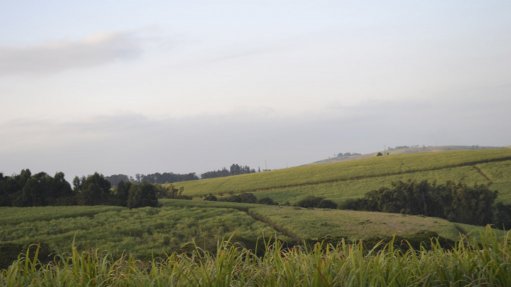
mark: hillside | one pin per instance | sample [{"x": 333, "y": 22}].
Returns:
[
  {"x": 405, "y": 150},
  {"x": 339, "y": 181},
  {"x": 147, "y": 232}
]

• What you have to do:
Copy out every line of the records above word for word, leaving out the pictures.

• Output of the exercise:
mark: hillside | one pin per instance | sample [{"x": 333, "y": 22}].
Returns:
[
  {"x": 405, "y": 150},
  {"x": 339, "y": 181},
  {"x": 147, "y": 232}
]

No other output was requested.